#### Quoted passage:
Reports of the Academy of Sciences of the USSR
1961, Volume 136, No. 3

PHYSICAL CHEMISTRY

Academician of the Academy of Sciences of the Belorussian SSR N. N. SIROTA and N. M. OLEKHNOVICH

ON THE DISTRIBUTION OF ELECTRON DENSITY IN INDIUM ARSENIDE

Among semiconductor compounds of elements of the third and fifth groups, \(A^{\mathrm{III}}B^{\mathrm{V}}\), with the sphalerite structure, arsenides are of considerable interest, above all because of their semiconductor properties, and also because of the combination of high values of the mobilities of charge carriers with comparatively large values of the forbidden-band width. Therefore, investigation of the distribution of electron density in compounds of the indicated type is of great importance both for understanding the character and energy of the interatomic

![Figure 1 and Figure 2: graphs showing changes in structural amplitudes and atomic scattering factors as functions of \(\sum h_i^2\).]

Fig. 1. \(A\)—change of the square of the structural amplitude \(F^2\) of indium arsenide as a function of \(\sum h_i^2\). \(B\)—change of the atomic scattering factors \(f\) of indium and arsenic ions in indium arsenide as a function of \(\sum h_i^2\).

Coordinate labeling data:

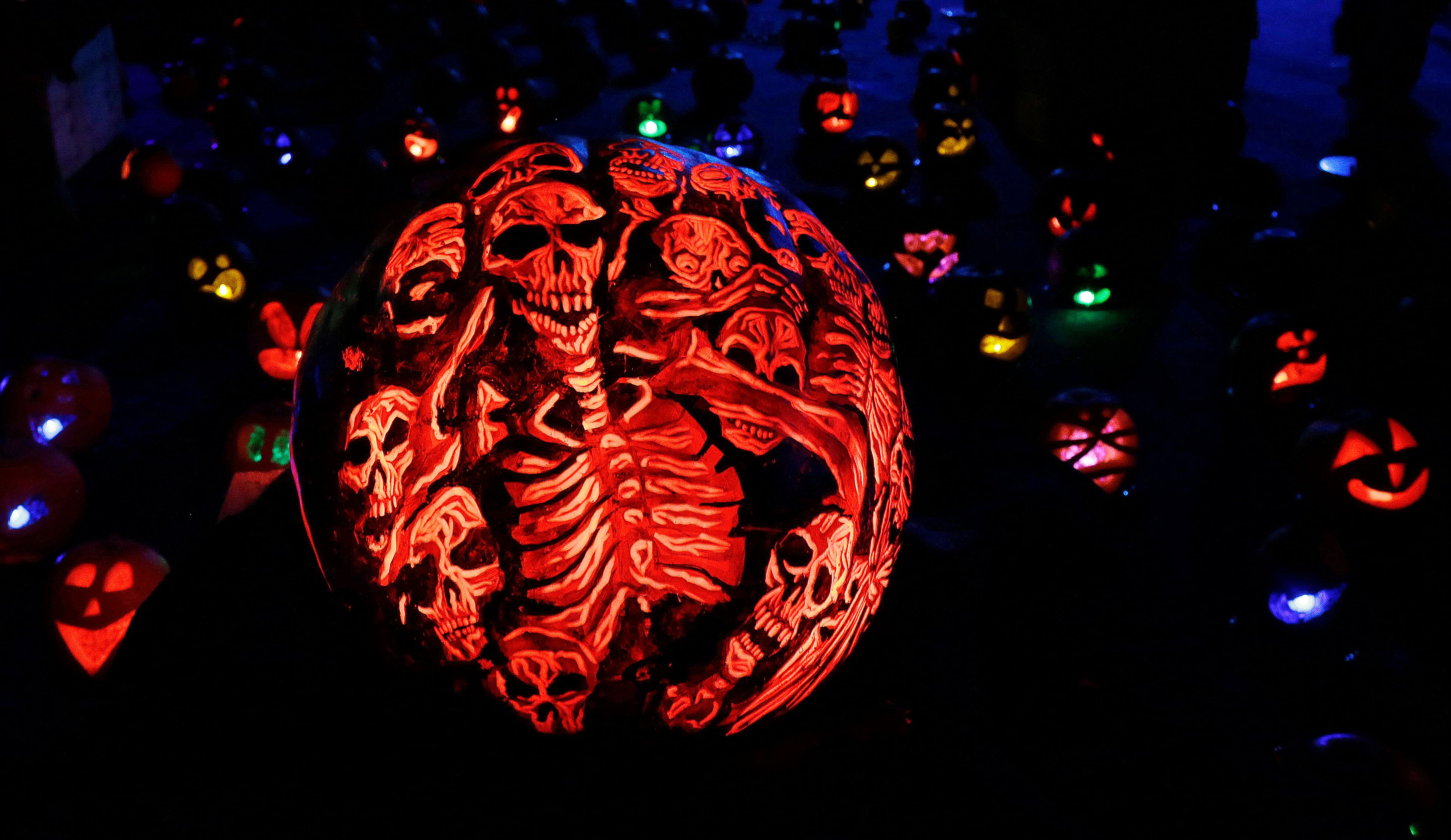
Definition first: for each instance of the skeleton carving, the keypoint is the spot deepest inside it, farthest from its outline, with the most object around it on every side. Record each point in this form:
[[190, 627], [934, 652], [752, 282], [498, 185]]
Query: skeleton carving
[[551, 489]]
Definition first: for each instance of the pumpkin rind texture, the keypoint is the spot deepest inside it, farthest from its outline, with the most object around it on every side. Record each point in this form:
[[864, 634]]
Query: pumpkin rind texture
[[619, 430]]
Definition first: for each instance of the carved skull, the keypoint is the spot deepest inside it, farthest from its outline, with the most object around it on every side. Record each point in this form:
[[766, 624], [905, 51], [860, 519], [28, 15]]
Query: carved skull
[[546, 237], [809, 572], [768, 343], [645, 170], [378, 449], [548, 678], [701, 252]]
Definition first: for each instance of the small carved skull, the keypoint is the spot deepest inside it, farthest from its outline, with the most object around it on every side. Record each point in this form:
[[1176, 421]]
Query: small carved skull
[[378, 449], [548, 678]]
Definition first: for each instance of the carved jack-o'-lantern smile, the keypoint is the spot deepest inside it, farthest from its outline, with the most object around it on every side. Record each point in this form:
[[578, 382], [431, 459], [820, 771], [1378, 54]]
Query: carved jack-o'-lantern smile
[[1302, 371], [1364, 459], [555, 481]]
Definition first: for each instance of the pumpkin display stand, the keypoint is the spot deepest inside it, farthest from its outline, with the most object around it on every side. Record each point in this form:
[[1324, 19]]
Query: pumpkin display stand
[[614, 430]]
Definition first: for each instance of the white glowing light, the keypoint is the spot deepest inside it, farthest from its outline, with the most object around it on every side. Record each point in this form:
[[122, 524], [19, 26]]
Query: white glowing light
[[1302, 602], [51, 427]]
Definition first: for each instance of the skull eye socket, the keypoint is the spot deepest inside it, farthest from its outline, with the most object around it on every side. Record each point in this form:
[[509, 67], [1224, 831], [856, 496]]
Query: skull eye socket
[[742, 357], [584, 234], [397, 434], [787, 376], [520, 241], [357, 452], [119, 578], [794, 553], [568, 682]]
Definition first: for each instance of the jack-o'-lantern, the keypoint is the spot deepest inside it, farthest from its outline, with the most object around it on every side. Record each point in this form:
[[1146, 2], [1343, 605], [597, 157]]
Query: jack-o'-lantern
[[648, 115], [738, 143], [928, 255], [96, 590], [1083, 270], [1364, 460], [829, 108], [948, 134], [279, 331], [418, 141], [221, 269], [938, 88], [880, 167], [1276, 360], [646, 456], [260, 439], [1070, 201], [1090, 431], [1308, 572], [41, 500], [720, 83], [152, 170], [57, 402]]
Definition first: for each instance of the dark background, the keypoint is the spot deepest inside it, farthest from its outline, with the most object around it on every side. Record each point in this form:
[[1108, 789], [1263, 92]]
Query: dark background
[[1048, 661]]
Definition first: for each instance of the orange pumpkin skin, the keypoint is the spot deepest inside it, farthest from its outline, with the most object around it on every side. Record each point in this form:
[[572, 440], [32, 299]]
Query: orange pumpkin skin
[[57, 402], [41, 500], [96, 590], [616, 431]]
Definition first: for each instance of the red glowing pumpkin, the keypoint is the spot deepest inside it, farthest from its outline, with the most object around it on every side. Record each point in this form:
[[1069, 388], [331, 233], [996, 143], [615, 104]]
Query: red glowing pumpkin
[[41, 500], [636, 443], [1092, 433], [95, 593], [1366, 457], [57, 402], [279, 331]]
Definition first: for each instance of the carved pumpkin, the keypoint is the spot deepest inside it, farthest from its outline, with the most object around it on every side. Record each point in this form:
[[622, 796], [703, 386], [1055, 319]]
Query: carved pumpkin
[[649, 117], [152, 170], [220, 269], [96, 590], [260, 439], [41, 500], [648, 450], [829, 108], [1364, 460], [1276, 360], [1092, 433], [57, 402], [279, 331], [880, 167], [1308, 572]]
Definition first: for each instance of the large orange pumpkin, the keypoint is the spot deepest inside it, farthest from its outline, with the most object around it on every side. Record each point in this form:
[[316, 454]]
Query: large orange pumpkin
[[613, 430]]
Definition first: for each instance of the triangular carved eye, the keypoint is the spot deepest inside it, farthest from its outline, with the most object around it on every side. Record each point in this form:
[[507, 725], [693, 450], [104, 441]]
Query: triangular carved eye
[[1401, 437], [1353, 449], [119, 578]]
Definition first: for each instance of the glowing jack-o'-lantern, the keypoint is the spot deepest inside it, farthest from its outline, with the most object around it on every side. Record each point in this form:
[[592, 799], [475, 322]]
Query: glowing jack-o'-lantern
[[152, 170], [41, 500], [96, 590], [1278, 360], [1092, 433], [880, 167], [931, 255], [566, 471], [279, 331], [57, 402], [736, 143], [1367, 459], [829, 108], [221, 270], [648, 115]]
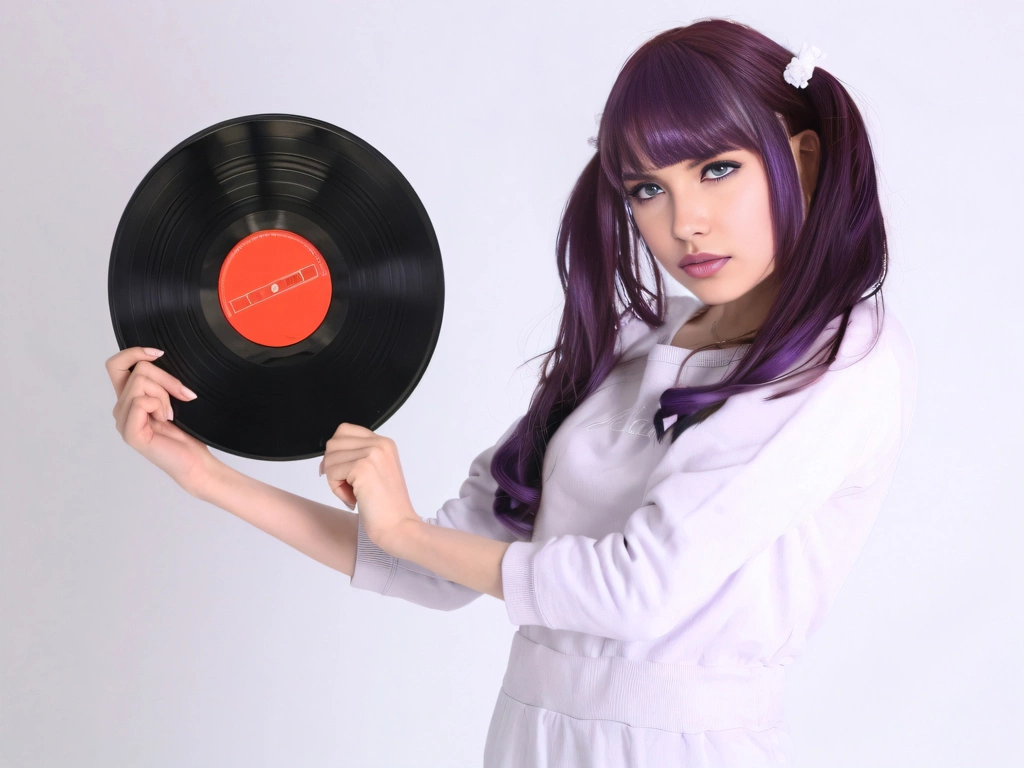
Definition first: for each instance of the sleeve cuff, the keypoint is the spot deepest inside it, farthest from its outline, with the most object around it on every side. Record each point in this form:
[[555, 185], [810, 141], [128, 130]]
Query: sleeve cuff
[[518, 585], [375, 568]]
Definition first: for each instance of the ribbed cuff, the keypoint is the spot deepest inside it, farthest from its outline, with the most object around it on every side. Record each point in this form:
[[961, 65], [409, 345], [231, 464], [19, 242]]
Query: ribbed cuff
[[518, 583], [375, 568]]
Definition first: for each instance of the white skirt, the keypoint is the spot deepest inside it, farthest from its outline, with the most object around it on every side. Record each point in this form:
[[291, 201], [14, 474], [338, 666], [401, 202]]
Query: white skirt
[[560, 711]]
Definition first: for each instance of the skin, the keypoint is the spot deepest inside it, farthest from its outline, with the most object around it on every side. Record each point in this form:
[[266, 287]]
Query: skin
[[681, 210], [687, 213]]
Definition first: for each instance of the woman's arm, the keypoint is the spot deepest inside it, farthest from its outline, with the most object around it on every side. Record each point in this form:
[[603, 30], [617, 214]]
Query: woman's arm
[[326, 534]]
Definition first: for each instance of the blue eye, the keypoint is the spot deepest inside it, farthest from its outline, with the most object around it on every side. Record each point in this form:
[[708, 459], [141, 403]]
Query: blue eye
[[721, 165], [724, 167]]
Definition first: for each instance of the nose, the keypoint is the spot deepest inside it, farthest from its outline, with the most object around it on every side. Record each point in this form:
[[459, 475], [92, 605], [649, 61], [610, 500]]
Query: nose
[[689, 218]]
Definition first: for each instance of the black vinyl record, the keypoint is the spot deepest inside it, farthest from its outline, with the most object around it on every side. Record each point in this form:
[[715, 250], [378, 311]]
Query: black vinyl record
[[292, 276]]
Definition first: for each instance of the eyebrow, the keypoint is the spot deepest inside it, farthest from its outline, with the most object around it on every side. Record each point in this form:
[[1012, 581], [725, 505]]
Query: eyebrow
[[691, 164]]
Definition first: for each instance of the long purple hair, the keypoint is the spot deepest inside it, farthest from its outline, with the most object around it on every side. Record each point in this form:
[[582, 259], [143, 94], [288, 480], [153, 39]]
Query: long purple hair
[[692, 92]]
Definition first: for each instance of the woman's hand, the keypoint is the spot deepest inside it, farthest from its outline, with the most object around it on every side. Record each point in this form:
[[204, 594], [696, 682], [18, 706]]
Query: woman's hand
[[363, 467], [143, 417]]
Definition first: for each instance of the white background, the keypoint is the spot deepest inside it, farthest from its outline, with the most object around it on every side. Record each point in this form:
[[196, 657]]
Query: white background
[[139, 627]]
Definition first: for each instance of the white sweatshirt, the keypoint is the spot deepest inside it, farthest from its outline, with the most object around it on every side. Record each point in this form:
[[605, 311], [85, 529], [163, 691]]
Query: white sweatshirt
[[726, 547]]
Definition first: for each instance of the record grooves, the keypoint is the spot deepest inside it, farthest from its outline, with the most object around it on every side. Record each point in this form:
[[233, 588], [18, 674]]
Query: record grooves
[[292, 276]]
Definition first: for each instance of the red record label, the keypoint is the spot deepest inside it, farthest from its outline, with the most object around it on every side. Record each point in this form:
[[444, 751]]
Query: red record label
[[274, 288]]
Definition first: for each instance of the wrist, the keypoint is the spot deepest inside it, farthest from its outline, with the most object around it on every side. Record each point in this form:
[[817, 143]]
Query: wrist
[[401, 542], [211, 473]]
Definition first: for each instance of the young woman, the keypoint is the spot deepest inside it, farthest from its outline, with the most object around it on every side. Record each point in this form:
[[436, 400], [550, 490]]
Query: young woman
[[711, 464]]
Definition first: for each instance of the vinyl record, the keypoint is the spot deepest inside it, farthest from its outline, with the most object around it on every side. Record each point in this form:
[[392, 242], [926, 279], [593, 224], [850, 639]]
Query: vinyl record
[[292, 276]]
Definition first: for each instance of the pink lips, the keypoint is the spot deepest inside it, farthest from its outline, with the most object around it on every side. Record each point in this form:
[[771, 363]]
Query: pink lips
[[704, 268]]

#### The exercise:
Quote the passage from the indium arsenide article above, from "Fig. 1. \(A\)—change" to "in indium arsenide as a function of \(\sum h_i^2\).".

#### Solution to the exercise:
Fig. 1. \(A\)—change of the square of the structural amplitude \(F^2\) of indium arsenide as a function of \(\sum h_i^2\). \(B\)—change of the atomic scattering factors \(f\) of indium and arsenic ions in indium arsenide as a function of \(\sum h_i^2\).